Any images in the records should be skipped; transcribe the rest exactly.

Point localization data
:::::

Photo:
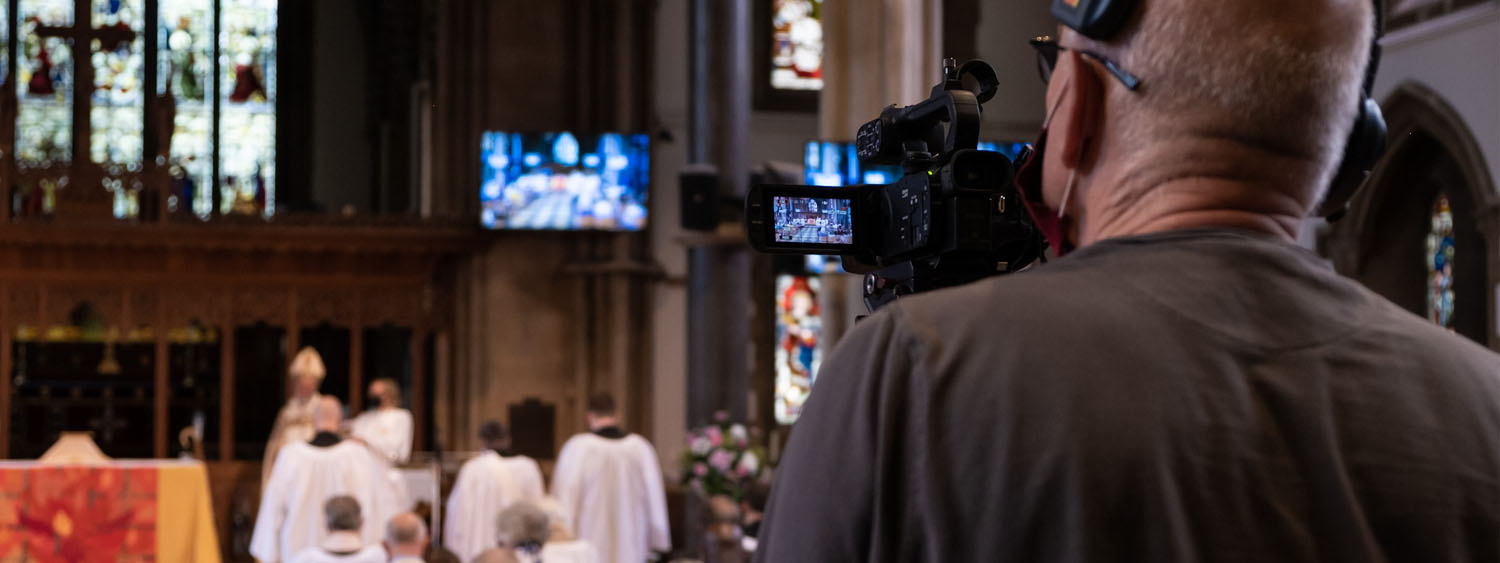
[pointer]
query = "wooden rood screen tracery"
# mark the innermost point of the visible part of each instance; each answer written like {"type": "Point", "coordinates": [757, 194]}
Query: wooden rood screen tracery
{"type": "Point", "coordinates": [138, 332]}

:::::

• [WRITTEN RESPONSE]:
Photo:
[pointer]
query = "wooden rood screen tracery"
# mark the innermost point of the visible part of each instance; each answer written like {"type": "Point", "coordinates": [757, 194]}
Query: wooden rood screen tracery
{"type": "Point", "coordinates": [138, 332]}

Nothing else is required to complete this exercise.